> **Directions**: Return each line of the entries that mentions the word "rose".
+---+
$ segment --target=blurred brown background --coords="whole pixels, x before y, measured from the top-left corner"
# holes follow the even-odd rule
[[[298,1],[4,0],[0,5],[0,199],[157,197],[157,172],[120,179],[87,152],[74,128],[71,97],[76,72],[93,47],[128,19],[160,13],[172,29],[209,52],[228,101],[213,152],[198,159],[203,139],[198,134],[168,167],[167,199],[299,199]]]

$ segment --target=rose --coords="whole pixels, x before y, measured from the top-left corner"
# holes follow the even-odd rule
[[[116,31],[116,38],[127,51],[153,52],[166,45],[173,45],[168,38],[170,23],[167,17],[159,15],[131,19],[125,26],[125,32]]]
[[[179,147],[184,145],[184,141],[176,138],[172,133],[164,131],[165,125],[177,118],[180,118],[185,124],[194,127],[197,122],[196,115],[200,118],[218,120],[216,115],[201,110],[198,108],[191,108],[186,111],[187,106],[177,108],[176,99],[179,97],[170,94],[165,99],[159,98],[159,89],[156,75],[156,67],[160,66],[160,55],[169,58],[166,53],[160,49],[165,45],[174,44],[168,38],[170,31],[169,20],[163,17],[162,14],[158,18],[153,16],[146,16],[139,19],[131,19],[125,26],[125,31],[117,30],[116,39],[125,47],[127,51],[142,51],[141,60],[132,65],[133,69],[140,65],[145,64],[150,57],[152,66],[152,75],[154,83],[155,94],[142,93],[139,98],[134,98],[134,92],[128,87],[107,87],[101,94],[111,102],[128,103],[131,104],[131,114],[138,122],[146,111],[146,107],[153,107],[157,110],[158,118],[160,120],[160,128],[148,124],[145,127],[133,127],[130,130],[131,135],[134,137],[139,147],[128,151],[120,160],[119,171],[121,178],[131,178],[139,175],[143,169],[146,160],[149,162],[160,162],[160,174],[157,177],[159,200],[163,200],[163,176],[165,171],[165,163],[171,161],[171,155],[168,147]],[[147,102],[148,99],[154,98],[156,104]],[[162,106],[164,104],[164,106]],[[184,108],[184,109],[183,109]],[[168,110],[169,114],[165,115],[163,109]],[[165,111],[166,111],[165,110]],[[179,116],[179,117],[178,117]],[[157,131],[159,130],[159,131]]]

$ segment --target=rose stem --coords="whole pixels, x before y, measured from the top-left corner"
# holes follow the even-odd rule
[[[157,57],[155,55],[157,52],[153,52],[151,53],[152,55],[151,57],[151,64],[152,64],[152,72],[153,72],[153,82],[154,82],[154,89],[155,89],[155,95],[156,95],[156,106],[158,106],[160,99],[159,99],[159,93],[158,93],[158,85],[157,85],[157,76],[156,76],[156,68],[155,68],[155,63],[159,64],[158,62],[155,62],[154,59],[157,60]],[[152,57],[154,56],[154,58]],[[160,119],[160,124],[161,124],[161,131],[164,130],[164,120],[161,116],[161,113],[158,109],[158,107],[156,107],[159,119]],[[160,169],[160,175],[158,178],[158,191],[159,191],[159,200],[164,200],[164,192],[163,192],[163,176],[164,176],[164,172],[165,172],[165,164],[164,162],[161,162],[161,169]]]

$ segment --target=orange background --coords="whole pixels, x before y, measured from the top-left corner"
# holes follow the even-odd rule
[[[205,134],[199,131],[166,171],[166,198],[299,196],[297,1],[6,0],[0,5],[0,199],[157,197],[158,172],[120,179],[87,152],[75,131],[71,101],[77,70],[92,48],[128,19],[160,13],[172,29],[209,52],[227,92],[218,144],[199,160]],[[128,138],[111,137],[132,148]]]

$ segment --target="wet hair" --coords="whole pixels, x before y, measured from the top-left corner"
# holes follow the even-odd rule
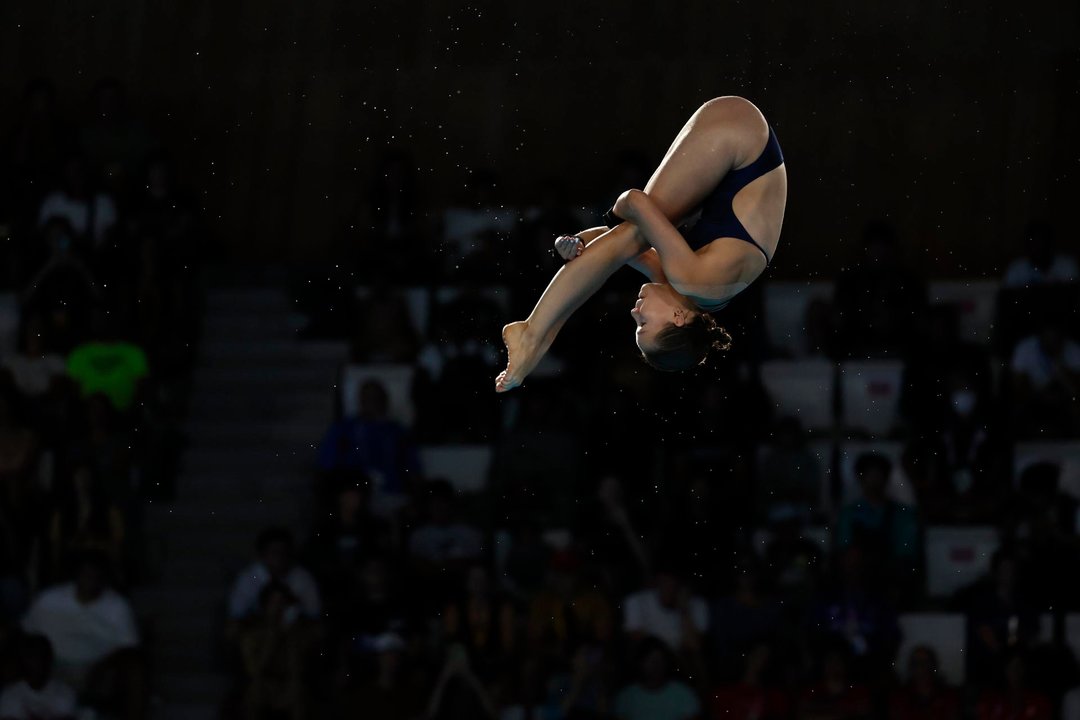
[[[699,313],[682,327],[669,325],[656,334],[656,346],[641,357],[650,367],[664,372],[681,372],[704,365],[713,351],[731,349],[731,335],[716,324],[712,315]]]

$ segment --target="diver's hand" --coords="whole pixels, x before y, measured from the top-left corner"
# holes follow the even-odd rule
[[[585,243],[577,235],[560,235],[555,238],[555,252],[559,257],[570,262],[581,253],[585,252]]]

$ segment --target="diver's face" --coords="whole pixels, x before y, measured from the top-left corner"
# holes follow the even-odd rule
[[[634,339],[638,349],[643,353],[651,352],[656,347],[656,336],[661,330],[672,324],[678,327],[685,325],[692,313],[686,299],[670,285],[642,285],[638,300],[630,309],[630,316],[637,324]]]

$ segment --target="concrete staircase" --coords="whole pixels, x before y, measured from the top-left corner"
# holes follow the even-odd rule
[[[176,499],[147,509],[159,580],[134,597],[153,634],[155,720],[217,718],[228,586],[262,528],[303,540],[347,348],[297,340],[297,320],[276,288],[208,293]]]

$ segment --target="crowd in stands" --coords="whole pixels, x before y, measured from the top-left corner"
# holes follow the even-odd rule
[[[625,166],[640,187],[641,164]],[[689,375],[649,370],[631,342],[626,290],[640,281],[627,271],[520,390],[496,397],[498,328],[557,269],[552,240],[599,212],[568,212],[557,183],[511,212],[490,174],[474,181],[440,214],[406,155],[376,174],[358,242],[393,258],[351,268],[358,287],[337,327],[360,380],[342,384],[312,459],[320,514],[306,538],[267,530],[261,565],[237,577],[237,707],[1080,717],[1075,468],[1014,462],[1018,443],[1080,440],[1080,277],[1049,227],[1029,227],[982,337],[960,331],[963,308],[932,301],[935,278],[875,222],[860,257],[805,304],[800,350],[771,341],[764,278],[717,318],[735,336],[726,357]],[[902,363],[889,429],[810,428],[781,412],[761,369],[792,355]],[[425,452],[454,447],[490,462],[463,471]],[[994,538],[947,549],[977,572],[946,577],[945,591],[931,568],[939,530]]]
[[[179,453],[197,213],[115,80],[33,81],[3,123],[0,718],[142,718],[126,590]]]

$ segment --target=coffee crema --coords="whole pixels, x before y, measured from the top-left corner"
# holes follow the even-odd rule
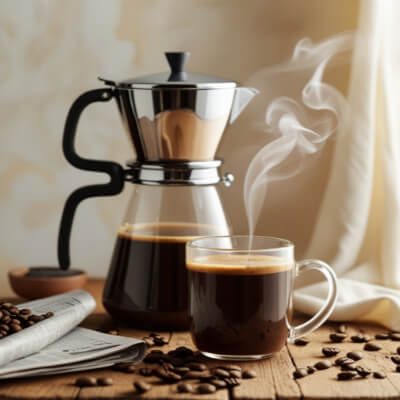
+---+
> **Response to this task**:
$ segment --target=rose --coords="whole pixels, x before y, measured from the top-left corner"
$ segment --target=rose stem --coords="whole pixels, x before y, measured from the top-left corner"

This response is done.